* [REQUIREMENT]: Find every line in the records below that contains "flower", and copy it.

[Items from a dataset]
--- START ---

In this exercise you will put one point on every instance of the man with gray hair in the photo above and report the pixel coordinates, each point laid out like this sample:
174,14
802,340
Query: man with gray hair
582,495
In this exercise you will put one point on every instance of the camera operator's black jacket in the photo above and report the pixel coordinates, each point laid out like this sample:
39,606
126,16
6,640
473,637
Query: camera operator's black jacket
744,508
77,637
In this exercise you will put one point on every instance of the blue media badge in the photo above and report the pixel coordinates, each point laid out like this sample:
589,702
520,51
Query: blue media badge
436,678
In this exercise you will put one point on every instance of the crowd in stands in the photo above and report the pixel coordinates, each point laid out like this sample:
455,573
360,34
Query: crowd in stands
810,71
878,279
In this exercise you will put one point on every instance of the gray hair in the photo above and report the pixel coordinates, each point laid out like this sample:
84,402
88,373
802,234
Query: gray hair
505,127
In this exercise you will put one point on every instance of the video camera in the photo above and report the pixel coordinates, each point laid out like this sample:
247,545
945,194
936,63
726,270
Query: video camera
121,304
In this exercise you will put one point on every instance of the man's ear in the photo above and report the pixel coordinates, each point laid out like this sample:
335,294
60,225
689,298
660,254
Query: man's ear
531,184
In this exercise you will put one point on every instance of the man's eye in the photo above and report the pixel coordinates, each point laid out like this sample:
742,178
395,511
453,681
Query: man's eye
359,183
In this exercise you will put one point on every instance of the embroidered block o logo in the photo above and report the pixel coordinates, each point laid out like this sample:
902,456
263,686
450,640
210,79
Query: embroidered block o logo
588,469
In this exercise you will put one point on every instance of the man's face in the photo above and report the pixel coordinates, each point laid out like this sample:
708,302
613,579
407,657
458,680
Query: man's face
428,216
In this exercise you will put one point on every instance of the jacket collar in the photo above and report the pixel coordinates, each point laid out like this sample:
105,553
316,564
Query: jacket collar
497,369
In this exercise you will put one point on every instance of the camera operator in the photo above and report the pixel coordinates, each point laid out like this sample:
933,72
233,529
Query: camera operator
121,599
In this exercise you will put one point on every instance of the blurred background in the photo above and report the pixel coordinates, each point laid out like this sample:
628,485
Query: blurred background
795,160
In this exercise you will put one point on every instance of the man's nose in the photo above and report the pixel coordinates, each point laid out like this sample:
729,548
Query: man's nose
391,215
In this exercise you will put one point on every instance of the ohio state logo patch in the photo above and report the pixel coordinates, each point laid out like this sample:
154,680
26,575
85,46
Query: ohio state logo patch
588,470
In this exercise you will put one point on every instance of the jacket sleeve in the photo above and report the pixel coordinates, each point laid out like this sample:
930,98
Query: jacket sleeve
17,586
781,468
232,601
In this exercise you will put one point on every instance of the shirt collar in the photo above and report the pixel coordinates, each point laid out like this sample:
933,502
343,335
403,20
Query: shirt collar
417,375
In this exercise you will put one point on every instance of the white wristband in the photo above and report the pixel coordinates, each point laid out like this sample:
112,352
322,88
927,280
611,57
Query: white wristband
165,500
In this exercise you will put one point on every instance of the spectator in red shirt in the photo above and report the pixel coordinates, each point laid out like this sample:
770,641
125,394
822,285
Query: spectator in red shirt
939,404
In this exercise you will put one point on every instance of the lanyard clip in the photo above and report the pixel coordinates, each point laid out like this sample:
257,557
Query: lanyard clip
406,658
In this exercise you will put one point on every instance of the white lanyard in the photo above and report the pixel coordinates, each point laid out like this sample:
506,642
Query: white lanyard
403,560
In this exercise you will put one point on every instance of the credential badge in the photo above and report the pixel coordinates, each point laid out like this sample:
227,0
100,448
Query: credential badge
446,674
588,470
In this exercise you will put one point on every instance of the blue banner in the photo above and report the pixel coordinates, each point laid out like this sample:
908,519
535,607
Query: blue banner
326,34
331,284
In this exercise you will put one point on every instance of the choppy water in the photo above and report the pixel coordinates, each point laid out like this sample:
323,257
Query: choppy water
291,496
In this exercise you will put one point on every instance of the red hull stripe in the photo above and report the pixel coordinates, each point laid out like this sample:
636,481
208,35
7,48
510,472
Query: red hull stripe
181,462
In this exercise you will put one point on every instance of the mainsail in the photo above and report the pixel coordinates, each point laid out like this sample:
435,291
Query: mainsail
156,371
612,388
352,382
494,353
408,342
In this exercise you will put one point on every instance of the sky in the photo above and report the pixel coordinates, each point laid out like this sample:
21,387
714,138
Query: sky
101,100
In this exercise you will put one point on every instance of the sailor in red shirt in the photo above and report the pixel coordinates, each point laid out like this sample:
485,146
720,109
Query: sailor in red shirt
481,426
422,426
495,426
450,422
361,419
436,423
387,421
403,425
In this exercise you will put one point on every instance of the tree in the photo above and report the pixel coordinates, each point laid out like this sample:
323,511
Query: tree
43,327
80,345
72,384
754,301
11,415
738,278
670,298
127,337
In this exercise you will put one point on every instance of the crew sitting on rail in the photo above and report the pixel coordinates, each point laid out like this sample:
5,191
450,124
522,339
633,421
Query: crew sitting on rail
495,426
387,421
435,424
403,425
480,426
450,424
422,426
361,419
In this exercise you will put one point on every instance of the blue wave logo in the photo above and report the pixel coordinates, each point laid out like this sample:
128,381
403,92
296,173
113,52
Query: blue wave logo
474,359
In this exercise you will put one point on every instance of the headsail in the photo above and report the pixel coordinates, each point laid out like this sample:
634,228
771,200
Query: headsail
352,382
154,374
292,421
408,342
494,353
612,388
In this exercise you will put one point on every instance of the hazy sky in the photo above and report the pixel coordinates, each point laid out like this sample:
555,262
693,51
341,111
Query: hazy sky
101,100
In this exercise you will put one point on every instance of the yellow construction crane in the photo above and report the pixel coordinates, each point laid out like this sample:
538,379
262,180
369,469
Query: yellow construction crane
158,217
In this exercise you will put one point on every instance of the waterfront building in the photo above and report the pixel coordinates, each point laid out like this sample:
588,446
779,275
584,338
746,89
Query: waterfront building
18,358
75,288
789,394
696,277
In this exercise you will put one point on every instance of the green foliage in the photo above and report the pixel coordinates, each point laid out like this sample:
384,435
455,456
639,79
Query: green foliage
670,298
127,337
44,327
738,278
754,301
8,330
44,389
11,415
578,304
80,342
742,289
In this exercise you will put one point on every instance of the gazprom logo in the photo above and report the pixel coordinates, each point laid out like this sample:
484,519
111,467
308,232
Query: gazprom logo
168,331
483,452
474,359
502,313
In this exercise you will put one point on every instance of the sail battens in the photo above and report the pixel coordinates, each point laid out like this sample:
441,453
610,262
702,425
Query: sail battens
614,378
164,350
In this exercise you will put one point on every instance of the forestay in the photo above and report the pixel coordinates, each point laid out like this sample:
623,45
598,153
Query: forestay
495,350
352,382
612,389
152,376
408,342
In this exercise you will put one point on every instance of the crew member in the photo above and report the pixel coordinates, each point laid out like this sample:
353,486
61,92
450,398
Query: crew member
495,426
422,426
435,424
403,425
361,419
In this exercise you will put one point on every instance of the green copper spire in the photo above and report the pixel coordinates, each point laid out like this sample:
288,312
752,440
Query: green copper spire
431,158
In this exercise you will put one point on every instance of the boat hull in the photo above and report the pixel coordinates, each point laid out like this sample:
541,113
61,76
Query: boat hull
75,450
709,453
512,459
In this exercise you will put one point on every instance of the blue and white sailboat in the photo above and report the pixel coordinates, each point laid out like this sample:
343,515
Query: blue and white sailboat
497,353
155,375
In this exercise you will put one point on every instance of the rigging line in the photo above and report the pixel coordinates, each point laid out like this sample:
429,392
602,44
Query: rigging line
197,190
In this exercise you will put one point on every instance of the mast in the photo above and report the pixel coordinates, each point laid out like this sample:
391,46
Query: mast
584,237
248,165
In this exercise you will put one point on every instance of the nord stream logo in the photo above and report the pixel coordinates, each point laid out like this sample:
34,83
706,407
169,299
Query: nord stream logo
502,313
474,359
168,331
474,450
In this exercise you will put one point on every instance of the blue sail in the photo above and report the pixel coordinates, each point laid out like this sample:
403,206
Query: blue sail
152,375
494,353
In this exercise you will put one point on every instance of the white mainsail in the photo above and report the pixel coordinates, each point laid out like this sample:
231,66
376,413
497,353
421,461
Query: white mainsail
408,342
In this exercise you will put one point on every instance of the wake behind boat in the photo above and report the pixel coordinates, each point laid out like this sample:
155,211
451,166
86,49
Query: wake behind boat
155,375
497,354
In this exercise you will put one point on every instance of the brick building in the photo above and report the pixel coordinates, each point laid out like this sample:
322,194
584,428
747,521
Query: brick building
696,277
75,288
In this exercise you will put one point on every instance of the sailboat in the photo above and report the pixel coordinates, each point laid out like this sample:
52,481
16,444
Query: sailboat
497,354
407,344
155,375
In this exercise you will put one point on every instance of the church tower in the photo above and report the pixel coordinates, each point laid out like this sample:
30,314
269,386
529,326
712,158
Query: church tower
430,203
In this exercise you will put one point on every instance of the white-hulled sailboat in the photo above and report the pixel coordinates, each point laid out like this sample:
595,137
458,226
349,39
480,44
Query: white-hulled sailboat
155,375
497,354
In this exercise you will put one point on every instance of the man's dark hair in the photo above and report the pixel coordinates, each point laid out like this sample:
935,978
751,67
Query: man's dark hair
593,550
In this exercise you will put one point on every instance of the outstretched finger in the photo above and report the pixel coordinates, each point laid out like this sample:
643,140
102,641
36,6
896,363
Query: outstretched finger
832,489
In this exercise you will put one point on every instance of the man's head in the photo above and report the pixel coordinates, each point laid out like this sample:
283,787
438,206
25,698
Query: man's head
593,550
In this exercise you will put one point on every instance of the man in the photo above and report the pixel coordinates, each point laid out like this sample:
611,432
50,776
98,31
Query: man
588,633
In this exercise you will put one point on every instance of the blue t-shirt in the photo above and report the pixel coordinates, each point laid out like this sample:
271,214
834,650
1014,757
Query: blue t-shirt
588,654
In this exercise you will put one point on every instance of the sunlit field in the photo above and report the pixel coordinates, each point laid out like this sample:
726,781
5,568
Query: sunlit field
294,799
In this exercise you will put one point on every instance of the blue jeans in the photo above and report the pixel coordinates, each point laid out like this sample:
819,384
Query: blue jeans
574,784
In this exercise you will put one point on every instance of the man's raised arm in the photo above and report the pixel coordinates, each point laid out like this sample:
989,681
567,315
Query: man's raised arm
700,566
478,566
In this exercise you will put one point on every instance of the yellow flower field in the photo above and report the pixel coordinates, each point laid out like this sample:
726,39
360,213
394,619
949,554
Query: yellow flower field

--- END ---

* [ANSWER BELOW]:
In this exercise you will put one point on every instance of the yellow flower field in the photo above and report the pixel coordinates, each point laid out like this sample:
Query: yellow flower field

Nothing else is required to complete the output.